Stored data entries
= = = =
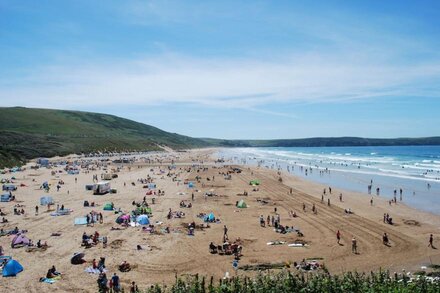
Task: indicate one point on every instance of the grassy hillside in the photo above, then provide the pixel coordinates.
(29, 133)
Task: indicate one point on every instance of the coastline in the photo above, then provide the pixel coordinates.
(177, 253)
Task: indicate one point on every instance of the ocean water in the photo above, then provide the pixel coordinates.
(414, 169)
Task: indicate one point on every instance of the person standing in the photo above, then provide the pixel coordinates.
(115, 283)
(354, 245)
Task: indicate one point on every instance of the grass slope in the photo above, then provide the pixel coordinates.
(28, 133)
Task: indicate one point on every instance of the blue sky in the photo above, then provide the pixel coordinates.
(230, 69)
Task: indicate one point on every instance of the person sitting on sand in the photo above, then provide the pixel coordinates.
(95, 237)
(102, 282)
(385, 239)
(134, 288)
(101, 264)
(124, 266)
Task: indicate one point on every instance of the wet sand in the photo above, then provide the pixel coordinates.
(178, 253)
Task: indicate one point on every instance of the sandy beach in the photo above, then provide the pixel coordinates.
(166, 254)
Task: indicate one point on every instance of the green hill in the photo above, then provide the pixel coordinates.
(29, 133)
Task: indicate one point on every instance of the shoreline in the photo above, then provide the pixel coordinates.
(177, 253)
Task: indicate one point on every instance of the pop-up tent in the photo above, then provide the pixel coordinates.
(241, 204)
(254, 182)
(77, 258)
(143, 220)
(45, 200)
(12, 268)
(19, 240)
(209, 218)
(108, 206)
(123, 218)
(5, 197)
(143, 210)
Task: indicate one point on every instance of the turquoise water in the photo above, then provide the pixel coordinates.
(414, 169)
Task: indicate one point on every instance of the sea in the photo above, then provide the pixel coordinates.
(411, 174)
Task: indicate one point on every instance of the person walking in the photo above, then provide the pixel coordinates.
(354, 245)
(225, 231)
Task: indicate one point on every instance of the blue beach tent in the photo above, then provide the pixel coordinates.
(12, 268)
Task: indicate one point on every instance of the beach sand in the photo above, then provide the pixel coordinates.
(178, 253)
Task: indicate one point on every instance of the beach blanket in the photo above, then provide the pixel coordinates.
(276, 242)
(91, 270)
(50, 280)
(297, 245)
(61, 213)
(81, 221)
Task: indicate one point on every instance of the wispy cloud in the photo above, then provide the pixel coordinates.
(223, 83)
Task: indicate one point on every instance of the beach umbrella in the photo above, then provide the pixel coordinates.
(241, 204)
(143, 220)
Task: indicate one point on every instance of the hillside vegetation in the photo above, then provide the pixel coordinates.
(30, 133)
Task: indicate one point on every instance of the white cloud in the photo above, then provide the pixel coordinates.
(233, 83)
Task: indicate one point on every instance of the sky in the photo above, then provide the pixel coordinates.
(230, 69)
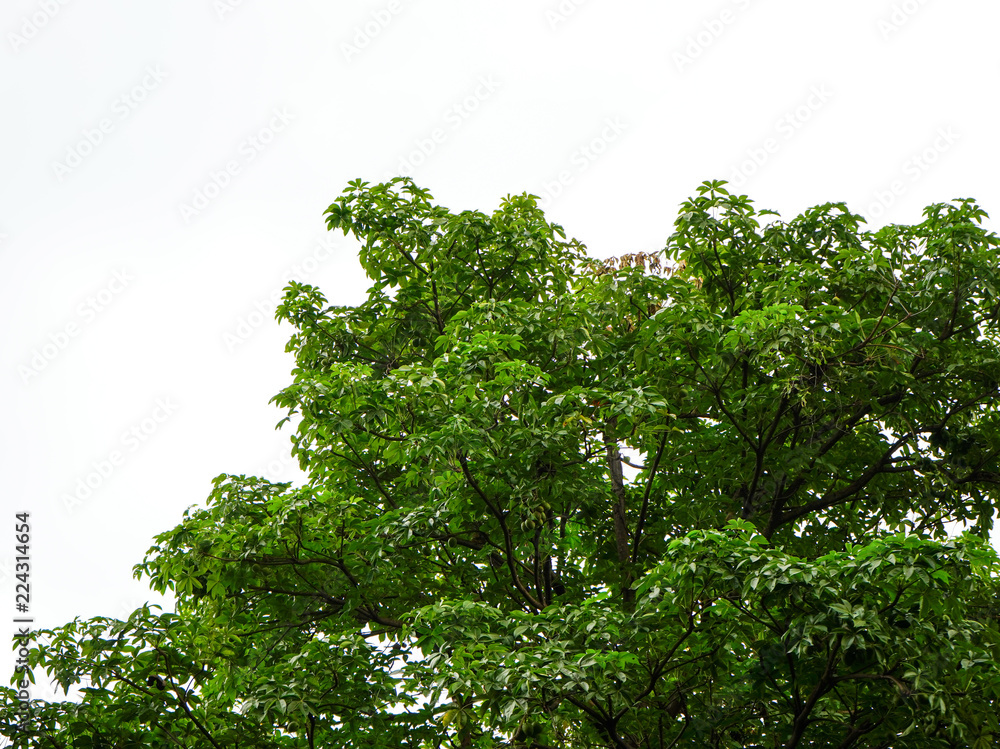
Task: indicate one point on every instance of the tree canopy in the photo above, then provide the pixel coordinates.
(734, 493)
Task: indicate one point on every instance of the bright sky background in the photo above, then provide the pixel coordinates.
(164, 168)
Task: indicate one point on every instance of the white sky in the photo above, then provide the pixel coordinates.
(122, 289)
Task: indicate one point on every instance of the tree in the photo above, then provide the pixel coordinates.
(735, 494)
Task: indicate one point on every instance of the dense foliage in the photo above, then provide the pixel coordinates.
(734, 494)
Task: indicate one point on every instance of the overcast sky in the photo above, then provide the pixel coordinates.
(164, 168)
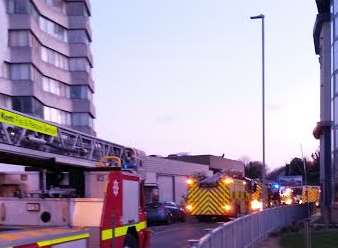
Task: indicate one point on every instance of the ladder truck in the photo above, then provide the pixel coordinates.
(77, 191)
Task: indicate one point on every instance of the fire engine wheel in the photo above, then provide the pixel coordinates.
(169, 220)
(130, 241)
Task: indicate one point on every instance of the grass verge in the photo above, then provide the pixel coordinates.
(319, 239)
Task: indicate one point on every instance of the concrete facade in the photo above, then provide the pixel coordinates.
(46, 62)
(326, 46)
(214, 162)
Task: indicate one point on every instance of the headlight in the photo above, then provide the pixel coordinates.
(188, 208)
(256, 205)
(190, 181)
(228, 180)
(227, 208)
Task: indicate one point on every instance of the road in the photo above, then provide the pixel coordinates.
(178, 234)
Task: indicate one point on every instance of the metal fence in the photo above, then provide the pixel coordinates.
(246, 231)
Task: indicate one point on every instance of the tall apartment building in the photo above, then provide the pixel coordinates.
(46, 62)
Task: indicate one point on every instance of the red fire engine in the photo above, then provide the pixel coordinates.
(69, 202)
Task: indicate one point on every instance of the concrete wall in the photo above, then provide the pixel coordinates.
(168, 177)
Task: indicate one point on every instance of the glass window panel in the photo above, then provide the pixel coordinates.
(19, 38)
(20, 72)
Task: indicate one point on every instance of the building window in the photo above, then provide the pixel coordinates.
(55, 87)
(51, 57)
(20, 71)
(58, 5)
(53, 29)
(79, 64)
(80, 92)
(56, 115)
(18, 7)
(46, 25)
(77, 9)
(82, 119)
(5, 101)
(19, 38)
(27, 105)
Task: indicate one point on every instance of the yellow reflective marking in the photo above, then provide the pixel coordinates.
(62, 240)
(14, 119)
(121, 230)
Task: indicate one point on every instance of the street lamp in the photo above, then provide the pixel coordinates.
(262, 17)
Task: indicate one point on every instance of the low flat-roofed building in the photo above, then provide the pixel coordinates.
(214, 162)
(167, 178)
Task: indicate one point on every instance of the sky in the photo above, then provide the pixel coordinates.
(185, 76)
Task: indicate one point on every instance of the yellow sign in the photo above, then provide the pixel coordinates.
(13, 119)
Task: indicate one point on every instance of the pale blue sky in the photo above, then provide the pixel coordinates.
(184, 76)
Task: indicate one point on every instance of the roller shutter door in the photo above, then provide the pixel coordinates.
(166, 188)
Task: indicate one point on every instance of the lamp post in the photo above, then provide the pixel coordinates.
(262, 17)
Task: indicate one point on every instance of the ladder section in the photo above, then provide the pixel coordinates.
(21, 131)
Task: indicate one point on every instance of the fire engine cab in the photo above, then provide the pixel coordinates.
(110, 213)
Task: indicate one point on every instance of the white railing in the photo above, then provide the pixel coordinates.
(246, 231)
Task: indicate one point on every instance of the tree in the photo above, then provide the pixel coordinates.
(254, 169)
(296, 168)
(276, 173)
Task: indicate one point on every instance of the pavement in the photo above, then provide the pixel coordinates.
(178, 234)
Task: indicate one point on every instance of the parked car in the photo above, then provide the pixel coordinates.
(164, 212)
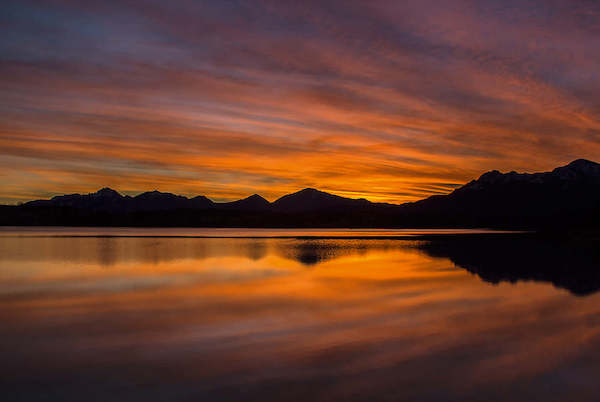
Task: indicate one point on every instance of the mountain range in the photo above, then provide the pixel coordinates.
(566, 196)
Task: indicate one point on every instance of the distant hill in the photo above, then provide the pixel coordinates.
(568, 196)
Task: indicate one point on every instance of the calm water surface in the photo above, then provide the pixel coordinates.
(156, 317)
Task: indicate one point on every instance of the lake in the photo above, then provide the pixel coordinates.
(297, 315)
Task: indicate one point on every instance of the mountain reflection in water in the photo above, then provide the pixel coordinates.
(299, 319)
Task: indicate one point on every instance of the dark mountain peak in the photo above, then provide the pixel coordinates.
(310, 199)
(201, 197)
(256, 198)
(309, 192)
(155, 194)
(583, 163)
(253, 203)
(490, 176)
(577, 169)
(106, 192)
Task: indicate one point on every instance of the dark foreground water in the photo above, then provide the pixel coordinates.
(87, 316)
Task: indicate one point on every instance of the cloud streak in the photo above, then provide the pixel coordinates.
(383, 100)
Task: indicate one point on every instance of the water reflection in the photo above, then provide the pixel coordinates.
(270, 319)
(569, 264)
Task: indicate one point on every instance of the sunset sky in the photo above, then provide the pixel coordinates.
(388, 100)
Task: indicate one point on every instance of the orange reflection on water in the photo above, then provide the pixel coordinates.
(311, 319)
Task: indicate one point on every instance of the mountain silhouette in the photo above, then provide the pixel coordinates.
(568, 196)
(310, 199)
(565, 195)
(253, 203)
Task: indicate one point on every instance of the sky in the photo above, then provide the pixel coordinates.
(388, 100)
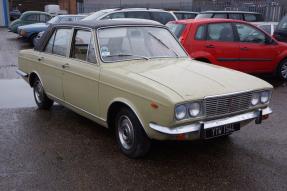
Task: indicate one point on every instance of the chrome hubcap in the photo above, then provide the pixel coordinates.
(284, 70)
(39, 92)
(126, 132)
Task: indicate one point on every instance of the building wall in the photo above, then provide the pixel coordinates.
(94, 5)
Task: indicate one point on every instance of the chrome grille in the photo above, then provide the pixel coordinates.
(215, 106)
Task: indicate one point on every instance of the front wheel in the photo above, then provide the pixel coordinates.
(41, 99)
(130, 135)
(282, 70)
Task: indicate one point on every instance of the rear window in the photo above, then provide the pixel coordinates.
(162, 17)
(253, 17)
(283, 24)
(204, 15)
(176, 28)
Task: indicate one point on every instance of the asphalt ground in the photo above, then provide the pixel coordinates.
(60, 150)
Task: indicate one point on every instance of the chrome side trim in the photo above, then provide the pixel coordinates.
(21, 73)
(209, 124)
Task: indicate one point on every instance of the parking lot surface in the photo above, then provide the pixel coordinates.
(60, 150)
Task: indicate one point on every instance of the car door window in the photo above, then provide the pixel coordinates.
(59, 42)
(250, 34)
(33, 18)
(220, 32)
(220, 15)
(138, 14)
(43, 18)
(235, 16)
(83, 46)
(250, 17)
(200, 33)
(49, 46)
(162, 17)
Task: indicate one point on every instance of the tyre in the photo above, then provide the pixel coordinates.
(41, 99)
(282, 70)
(130, 135)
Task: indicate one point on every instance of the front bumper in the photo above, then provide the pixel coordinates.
(202, 125)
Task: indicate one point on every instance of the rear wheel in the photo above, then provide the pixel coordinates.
(130, 135)
(282, 70)
(41, 99)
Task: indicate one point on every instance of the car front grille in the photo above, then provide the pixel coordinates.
(222, 105)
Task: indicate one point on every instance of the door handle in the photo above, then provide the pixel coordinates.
(244, 48)
(66, 66)
(210, 46)
(40, 58)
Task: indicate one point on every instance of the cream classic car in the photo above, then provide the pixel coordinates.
(134, 77)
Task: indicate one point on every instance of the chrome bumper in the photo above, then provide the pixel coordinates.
(199, 126)
(21, 73)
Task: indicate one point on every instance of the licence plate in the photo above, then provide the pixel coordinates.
(221, 130)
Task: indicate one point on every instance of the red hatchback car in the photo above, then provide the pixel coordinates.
(232, 43)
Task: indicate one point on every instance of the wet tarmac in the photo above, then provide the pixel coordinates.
(60, 150)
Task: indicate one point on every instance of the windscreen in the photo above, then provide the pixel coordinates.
(127, 43)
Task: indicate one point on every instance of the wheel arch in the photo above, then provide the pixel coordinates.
(115, 106)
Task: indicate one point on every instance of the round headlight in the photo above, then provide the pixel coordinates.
(194, 109)
(255, 99)
(180, 112)
(265, 96)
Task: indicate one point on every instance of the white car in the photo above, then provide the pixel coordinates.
(268, 27)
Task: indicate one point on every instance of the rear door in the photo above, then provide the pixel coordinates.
(256, 55)
(52, 60)
(222, 46)
(81, 73)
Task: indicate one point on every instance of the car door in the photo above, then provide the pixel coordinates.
(221, 45)
(81, 73)
(52, 60)
(256, 54)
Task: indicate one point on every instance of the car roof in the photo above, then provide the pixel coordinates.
(207, 20)
(38, 12)
(229, 12)
(111, 23)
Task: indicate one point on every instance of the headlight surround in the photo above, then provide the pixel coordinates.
(194, 109)
(255, 100)
(189, 110)
(180, 112)
(265, 97)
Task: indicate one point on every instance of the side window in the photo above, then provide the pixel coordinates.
(220, 15)
(138, 14)
(32, 17)
(49, 46)
(250, 17)
(61, 41)
(200, 33)
(83, 46)
(162, 17)
(250, 34)
(43, 18)
(220, 32)
(235, 16)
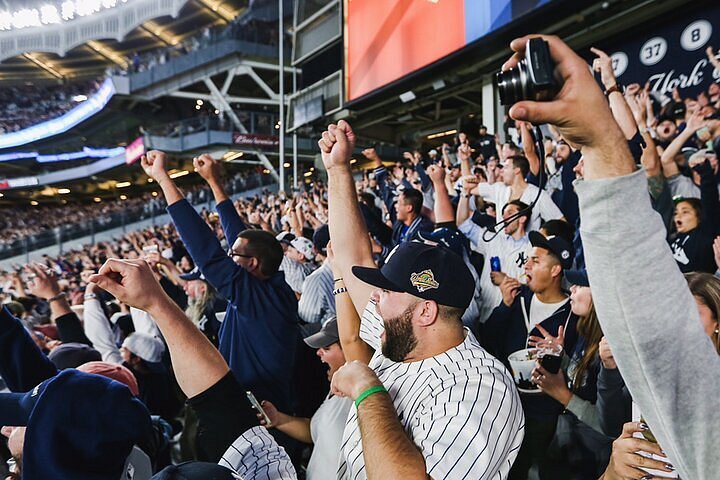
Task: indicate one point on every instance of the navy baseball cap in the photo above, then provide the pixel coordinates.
(194, 274)
(425, 271)
(556, 245)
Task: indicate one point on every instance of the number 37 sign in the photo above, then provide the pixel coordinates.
(670, 55)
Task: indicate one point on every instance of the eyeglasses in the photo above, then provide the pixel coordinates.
(232, 254)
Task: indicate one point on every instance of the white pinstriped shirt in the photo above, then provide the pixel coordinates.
(461, 409)
(256, 455)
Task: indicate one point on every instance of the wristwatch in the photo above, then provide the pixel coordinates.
(615, 88)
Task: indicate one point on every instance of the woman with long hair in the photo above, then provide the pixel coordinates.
(580, 447)
(625, 461)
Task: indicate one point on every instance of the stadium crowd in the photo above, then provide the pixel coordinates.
(27, 105)
(487, 310)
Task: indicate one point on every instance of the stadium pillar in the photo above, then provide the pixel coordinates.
(281, 60)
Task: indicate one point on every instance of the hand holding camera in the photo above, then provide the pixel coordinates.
(565, 95)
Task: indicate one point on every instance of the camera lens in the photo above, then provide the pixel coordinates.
(511, 84)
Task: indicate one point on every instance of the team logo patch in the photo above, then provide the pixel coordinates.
(424, 280)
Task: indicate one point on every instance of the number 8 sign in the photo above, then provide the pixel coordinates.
(696, 35)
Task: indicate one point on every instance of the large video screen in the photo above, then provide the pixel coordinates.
(388, 39)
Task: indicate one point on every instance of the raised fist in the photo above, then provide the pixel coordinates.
(153, 162)
(337, 144)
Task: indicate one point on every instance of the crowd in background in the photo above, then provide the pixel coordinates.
(27, 105)
(483, 277)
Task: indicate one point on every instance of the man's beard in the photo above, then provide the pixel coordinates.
(400, 339)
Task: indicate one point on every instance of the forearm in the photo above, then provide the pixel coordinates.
(348, 320)
(218, 190)
(197, 364)
(295, 427)
(97, 329)
(443, 207)
(624, 278)
(463, 211)
(170, 190)
(349, 233)
(622, 113)
(387, 450)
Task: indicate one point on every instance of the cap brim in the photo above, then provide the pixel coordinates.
(373, 276)
(537, 239)
(320, 340)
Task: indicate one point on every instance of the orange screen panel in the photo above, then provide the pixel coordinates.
(387, 39)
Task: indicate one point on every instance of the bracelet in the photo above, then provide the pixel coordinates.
(368, 392)
(59, 296)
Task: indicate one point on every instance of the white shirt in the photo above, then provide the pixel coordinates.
(539, 311)
(255, 455)
(513, 256)
(460, 408)
(326, 429)
(499, 194)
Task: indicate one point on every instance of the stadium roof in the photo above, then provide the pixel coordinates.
(92, 58)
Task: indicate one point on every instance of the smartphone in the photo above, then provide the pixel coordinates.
(256, 405)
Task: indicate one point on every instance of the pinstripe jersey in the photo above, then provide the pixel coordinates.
(460, 408)
(256, 455)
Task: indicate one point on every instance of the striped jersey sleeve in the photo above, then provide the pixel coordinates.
(256, 455)
(371, 326)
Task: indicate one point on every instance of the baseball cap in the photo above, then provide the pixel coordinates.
(558, 246)
(304, 246)
(327, 335)
(285, 237)
(113, 371)
(194, 274)
(321, 237)
(425, 271)
(145, 346)
(195, 471)
(577, 277)
(72, 355)
(447, 237)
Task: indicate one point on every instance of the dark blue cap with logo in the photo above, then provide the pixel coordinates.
(556, 245)
(425, 271)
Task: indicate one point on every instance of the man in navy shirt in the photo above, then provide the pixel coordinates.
(260, 331)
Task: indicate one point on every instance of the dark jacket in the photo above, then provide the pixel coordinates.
(259, 334)
(505, 332)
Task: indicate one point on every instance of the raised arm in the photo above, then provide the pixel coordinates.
(619, 107)
(443, 207)
(353, 346)
(643, 301)
(210, 170)
(347, 227)
(670, 168)
(196, 362)
(204, 247)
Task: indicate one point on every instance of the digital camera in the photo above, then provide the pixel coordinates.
(533, 77)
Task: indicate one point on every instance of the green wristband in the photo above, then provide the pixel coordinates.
(368, 392)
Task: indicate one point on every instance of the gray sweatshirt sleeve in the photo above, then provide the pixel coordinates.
(651, 321)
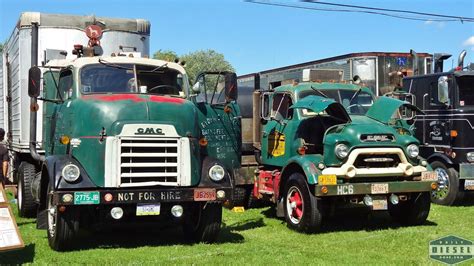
= = = =
For this exercise, set down exactly the lines that run from the line holding "Task: indicate one point on every instance of the smartphone" to the last line of the records above; include both end lines and omit pictures.

Task: indicate one point on every instance of the smartphone in the photo above, then provide the pixel coordinates.
(256, 405)
Task: indicate one point on every instance of the pinstripe jersey in the photo above, then provide the pixel coordinates.
(460, 408)
(256, 455)
Task: indicate one point on every instance of the striped jersey sleeve in the photo above, then provide the pixel coordinates.
(256, 455)
(371, 326)
Task: indicate one point on every instance of the baseball cap in the photo above, then provide the pixel coordinates.
(558, 246)
(304, 246)
(327, 335)
(285, 237)
(113, 371)
(194, 274)
(321, 237)
(425, 271)
(145, 346)
(195, 471)
(577, 277)
(72, 355)
(447, 237)
Task: indicate one point on every instance of the dark blue cap with logo in the photo above, then provide the pixel coordinates.
(556, 245)
(425, 271)
Task: indicate one point on every instance of the man in navy shirt in the photo above, then provide the pixel coordinates.
(260, 331)
Task: indicate one point on every instance of the dark jacket in the photo above, then provide the pixel coordinates.
(259, 334)
(505, 332)
Task: indicate one point on every instance of the raised arm in the photo above, then provide the pixel coordinates.
(619, 107)
(443, 207)
(353, 346)
(643, 301)
(210, 170)
(347, 227)
(670, 168)
(196, 362)
(204, 247)
Task: indicate one point on every instance of the digital camera in the photo above, then provide the pixel coordinates.
(533, 77)
Task: indicate one point on every instance of the green wristband in the photo above, then provide the pixel coordinates.
(368, 392)
Task: indicate one point on every instance of the gray sweatshirt sleeve in the photo above, then provide the pixel coordinates.
(651, 321)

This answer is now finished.